PHOTO GENIE : CARTIER BRESSON
L’INSTANT DECISIF DE CARTIER BRESSON
Oui, parce que ce regard n’a duré qu’une fraction de secondes, bien sûr, il fallait presque prévoir cet instant décisif pour appuyer sur le déclencheur au moment même où le mépris, le dégoût, la désapprobation, l’incompréhension, tout cela allait être fixé à jamais.
Et puis, au premier plan, comme séparé par un mur invisible, ce bloc d’indifférence en flagrant délit de modernité.
Ultime cerise sur le gâteau, elles ont entre les mains un exemple palpable de leur quotidien... ce qui pourrait faire croire à un photo montage... mais non n’y pensons pas, c’est juste un coup de bol du « tireur ».
Cette photo, contrairement à mes deux précédentes, ne pose aucune question, les réponses sont là, date, lieu, humeur : nous sommes aux Deux Magots à la fin des années soixante, en plein conflit des générations.
Si, il y a une question que je me pose : le photographe était-il là, posté depuis des heures à une table en face mais hors de leur champ de vision, pour attendre ce qu’il prévoyait peut-être ou plutôt ce qu’il espérait ?
C’est peut être la seule question qui compte pour expliquer cet instant décisif qui semble être pour Cartier Bresson l’équivalent de la « note bleue » pour Chopin – le moment où le doigt obéit à l’âme du tireur en pleine inspiration irrésistible, forcément infaillible. .

= Défi 1 =
Transformez l'ensemble des enregistrements ci-dessous en liste numérotée, sans les lignes vides, et n'incluez pas les images dans votre réponse.
= Défi 2 =
Prolongez s'il vous plaît le texte sur l'instant décisif de Cartier-Bresson en reprenant après sa dernière phrase.
Ces enregistrements sont sans lien avec le texte.

= Liste des enregistrements =
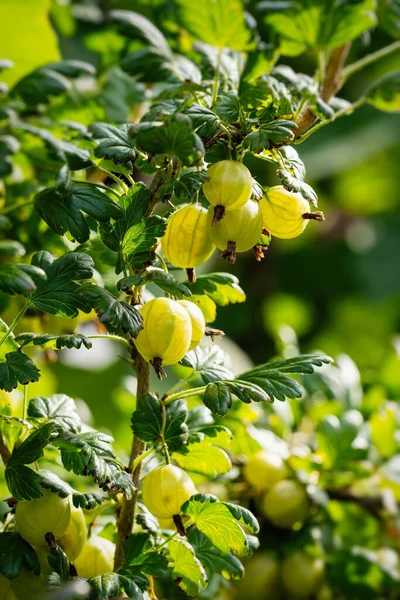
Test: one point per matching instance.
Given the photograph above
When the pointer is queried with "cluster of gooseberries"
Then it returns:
(233, 223)
(45, 522)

= Résultat 1 =
1. Test: one point per matching instance.
2. Given the photograph above
3. When the pointer is queried with "cluster of gooseberries"
4. Then it returns:
5. (233, 223)
6. (45, 522)

= Résultat 2 =
A l’entendre, il n’y a pa secret
« être sensible, essayer de deviner, être intuitif : s'en remettre au « hasard objectif » dont parlait Breton. Et l'appareil photographique est un merveilleux outil pour saisir ce « hasard objectif ». »
Il avait un côté pédagogue qui prétendait tout expliquer, mais comment expliquer son talent ?
Il a dit aussi
« La photo, c’est la concentration du regard. C’est l’œil qui guette, qui tourne inlassablement, à l’affût, toujours prêt. La photo est un dessin immédiat. Elle est question et réponse. »
La photo ci-dessus s’appelle « Le regard ».
Il détestait que l’on mette des légendes à ses photos :
« Laissons les photos parler d’elles même et, pour l’amour de Nadar, ne laissons pas les gens assis derrière des bureaux rajouter ce qu’ils n’ont pas vu ! ».... C’est envoyé !
L’homme n’était pas commode. Le photographe, pourtant, avait l’œil bienveillant pour les gens de la rue, les scènes d’exode ou de combat, les visages célèbres qu’il tirait à bout portant..
Quel parcours ! Quelle longévité ! Quelle diversité dans sa représentation du monde depuis sa période surréaliste qui faillit l’absorber définitivement, jusqu’à la création de la mythique Agence Magnum qui fut sa plateforme vers l’inconnu.
Et pour finir, nonagénaire, dans la quiétude des paysages alpestres, dans l’écriture, le dessin et la méditation.
Ce regard, il a dû le cueillir dans ses années parisiennes, il devait avoir dans les quarante ans et son œil devait savourer l’humour de la situation plutôt que son amertume – du moins je l’espère !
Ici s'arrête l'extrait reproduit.